====== Listed records ======

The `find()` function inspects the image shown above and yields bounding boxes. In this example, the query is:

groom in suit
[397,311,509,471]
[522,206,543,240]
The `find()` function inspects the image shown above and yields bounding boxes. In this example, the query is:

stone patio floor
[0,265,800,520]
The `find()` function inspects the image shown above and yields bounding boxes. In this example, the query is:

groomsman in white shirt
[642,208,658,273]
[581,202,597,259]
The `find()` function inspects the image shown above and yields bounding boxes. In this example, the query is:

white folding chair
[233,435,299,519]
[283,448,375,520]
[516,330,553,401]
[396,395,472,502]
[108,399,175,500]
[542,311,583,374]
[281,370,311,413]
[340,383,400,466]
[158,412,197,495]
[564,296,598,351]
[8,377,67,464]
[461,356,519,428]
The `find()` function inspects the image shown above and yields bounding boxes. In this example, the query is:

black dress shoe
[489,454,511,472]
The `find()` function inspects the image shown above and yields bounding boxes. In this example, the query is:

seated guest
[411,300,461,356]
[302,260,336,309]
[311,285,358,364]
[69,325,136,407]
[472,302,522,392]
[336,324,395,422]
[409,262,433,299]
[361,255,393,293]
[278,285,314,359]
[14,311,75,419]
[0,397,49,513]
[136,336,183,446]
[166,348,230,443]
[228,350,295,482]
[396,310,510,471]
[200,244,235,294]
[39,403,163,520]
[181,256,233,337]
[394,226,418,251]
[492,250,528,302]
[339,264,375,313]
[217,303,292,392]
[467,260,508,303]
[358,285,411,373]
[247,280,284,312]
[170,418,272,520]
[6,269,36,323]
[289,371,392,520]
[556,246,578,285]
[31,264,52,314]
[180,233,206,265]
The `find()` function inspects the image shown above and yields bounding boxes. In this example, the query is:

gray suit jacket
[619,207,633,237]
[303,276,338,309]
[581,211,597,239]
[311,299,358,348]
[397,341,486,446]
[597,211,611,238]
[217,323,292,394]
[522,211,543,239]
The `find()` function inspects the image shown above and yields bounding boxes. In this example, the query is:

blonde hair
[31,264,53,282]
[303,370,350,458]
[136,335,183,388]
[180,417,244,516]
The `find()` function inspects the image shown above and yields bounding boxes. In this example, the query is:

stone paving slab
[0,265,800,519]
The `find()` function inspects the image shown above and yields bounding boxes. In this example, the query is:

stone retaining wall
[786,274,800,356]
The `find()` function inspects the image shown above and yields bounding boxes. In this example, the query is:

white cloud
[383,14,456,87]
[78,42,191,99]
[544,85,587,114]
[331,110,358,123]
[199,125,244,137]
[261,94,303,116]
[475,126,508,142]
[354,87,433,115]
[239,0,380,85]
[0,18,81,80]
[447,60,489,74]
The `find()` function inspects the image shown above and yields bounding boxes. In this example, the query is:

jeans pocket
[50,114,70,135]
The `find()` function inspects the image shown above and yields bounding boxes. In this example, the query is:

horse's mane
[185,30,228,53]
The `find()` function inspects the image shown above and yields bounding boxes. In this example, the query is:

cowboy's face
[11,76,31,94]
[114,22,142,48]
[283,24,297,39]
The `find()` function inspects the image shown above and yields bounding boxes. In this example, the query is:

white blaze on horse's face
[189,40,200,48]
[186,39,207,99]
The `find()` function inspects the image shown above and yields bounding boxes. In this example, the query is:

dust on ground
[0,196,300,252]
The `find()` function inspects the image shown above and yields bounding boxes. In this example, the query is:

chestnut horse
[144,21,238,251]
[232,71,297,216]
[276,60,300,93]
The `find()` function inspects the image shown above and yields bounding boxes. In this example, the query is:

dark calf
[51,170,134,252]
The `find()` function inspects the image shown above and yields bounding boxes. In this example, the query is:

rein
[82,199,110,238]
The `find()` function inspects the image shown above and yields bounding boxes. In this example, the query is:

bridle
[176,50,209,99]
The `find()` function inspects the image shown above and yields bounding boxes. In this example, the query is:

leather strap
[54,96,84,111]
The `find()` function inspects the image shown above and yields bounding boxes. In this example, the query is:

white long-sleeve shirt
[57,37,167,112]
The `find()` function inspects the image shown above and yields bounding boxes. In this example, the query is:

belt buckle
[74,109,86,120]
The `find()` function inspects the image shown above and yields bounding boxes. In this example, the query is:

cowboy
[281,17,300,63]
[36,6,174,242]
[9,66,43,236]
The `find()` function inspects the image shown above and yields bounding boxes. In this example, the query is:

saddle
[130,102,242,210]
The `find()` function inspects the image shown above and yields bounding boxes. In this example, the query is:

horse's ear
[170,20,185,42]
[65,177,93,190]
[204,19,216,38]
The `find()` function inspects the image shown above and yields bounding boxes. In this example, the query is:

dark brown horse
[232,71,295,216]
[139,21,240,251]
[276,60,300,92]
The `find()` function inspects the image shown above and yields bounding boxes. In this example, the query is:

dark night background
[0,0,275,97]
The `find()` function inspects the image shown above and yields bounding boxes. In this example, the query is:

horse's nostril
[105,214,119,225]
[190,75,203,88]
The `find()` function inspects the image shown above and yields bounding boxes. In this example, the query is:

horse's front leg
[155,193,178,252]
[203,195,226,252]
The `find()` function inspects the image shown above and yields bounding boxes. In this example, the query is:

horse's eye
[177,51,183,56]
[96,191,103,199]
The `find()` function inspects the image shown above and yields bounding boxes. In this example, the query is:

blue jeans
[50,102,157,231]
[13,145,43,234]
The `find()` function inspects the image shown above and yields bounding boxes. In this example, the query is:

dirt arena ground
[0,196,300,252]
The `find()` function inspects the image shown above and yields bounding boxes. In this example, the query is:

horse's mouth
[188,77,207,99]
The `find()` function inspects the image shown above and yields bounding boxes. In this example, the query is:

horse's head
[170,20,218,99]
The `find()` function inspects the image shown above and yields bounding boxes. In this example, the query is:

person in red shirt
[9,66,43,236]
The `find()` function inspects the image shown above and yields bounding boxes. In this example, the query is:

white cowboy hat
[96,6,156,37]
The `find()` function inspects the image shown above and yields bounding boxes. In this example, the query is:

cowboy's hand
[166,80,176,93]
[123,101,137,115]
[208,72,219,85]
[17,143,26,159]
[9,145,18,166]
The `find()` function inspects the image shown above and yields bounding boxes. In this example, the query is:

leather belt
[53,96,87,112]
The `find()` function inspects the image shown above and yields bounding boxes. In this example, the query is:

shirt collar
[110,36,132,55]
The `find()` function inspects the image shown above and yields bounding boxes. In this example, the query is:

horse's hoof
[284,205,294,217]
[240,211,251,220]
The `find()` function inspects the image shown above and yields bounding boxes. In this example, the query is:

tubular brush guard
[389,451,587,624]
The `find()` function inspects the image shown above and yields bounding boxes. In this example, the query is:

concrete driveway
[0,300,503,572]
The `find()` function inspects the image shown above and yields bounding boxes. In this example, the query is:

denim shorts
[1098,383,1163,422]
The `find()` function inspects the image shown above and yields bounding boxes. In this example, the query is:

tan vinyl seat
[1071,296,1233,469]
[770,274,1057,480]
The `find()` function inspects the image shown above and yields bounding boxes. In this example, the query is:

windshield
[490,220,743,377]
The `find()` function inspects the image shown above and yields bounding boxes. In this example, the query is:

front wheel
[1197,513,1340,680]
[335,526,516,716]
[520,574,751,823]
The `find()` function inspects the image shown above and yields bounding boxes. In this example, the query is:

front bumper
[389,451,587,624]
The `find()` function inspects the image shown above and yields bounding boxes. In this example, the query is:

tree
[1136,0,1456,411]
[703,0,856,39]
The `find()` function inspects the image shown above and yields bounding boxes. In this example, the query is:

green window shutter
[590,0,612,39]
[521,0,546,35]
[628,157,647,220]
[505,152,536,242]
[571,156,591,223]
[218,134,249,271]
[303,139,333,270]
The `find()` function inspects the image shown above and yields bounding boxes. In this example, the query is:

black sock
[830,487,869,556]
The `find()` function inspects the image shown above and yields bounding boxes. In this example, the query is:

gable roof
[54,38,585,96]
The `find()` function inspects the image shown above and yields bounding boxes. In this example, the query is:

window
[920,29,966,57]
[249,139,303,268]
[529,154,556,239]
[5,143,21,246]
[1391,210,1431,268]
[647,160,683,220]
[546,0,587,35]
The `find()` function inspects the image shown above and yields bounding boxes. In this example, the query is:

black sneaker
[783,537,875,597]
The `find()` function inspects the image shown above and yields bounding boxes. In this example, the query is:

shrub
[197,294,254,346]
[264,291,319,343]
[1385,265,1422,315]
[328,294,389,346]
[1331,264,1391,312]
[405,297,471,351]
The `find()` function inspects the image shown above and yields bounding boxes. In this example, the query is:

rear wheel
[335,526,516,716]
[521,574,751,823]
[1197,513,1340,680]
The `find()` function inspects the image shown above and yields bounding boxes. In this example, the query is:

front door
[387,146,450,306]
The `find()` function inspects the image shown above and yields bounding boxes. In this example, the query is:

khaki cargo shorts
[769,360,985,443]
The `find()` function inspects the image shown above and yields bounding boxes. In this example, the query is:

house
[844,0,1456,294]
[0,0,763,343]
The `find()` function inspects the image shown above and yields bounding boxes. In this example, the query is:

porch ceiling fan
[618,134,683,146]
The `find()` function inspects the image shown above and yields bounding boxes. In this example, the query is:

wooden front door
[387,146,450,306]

======

- **Problem requirements**
Rewrite the records from the first line through the line containing "[180,417,244,516]", keeping every line in that span. Multiply each bounding-box coordinate in the answers by 2.15 and round it to a whole number, with halves rounded up.

- **Task response**
The `find()` function inspects the image shown above and yields bounding boxes. In this example, the query is:

groom in suit
[854,669,1094,1013]
[1122,443,1167,516]
The `find()` function inspects the image shown above and yields bounding boxes. In this example, the query is:

stone patio floor
[0,570,1720,1118]
The `find()` function inspects the image shown above and yields bounding boxes. In this example, the query is:

groomsman in white shirt
[1380,447,1415,587]
[1249,434,1284,557]
The `find()` function inspects the image shown above and yields bounding boxes. In this example, the query is:

white folding chair
[501,935,643,1116]
[608,963,806,1118]
[1109,710,1189,862]
[851,849,1015,1079]
[232,858,376,1075]
[1165,669,1253,804]
[604,796,669,888]
[731,823,860,1002]
[340,886,424,1064]
[1213,636,1286,755]
[17,811,144,998]
[991,765,1116,920]
The `find()` function inspects the image shown above and yields bounding boxes. In this example, the query is:

black dress shoe
[1051,976,1099,1015]
The `find()` function inspects the image shown above and yields bounding boxes. In this example, the query is:

seated guest
[884,645,991,765]
[649,559,722,664]
[669,613,770,783]
[148,699,292,875]
[1015,649,1122,843]
[722,697,849,907]
[879,563,931,643]
[776,548,845,630]
[598,613,675,772]
[30,669,161,901]
[0,854,105,1103]
[292,722,393,959]
[357,748,495,952]
[490,753,634,1036]
[851,667,1097,1013]
[430,525,505,632]
[84,866,350,1118]
[389,550,501,725]
[847,486,899,540]
[1058,538,1135,649]
[729,568,806,673]
[467,651,628,843]
[1004,559,1092,651]
[770,613,884,802]
[531,602,611,671]
[366,899,585,1118]
[13,578,77,694]
[621,798,843,1118]
[1195,529,1243,613]
[67,568,112,675]
[387,501,443,570]
The `find()` function inspects the image shown above and yields bounding boxes. In this example, the query is:

gray suit jacket
[1331,445,1361,510]
[651,593,727,664]
[1249,454,1284,514]
[669,643,770,748]
[854,733,1045,959]
[1284,454,1314,512]
[467,694,628,847]
[1122,454,1167,514]
The `find()` function inspects the image shown above and yields bounding boxes. In this example, the query is:

blonde hair
[67,568,114,606]
[651,796,753,985]
[292,720,393,834]
[387,897,525,1109]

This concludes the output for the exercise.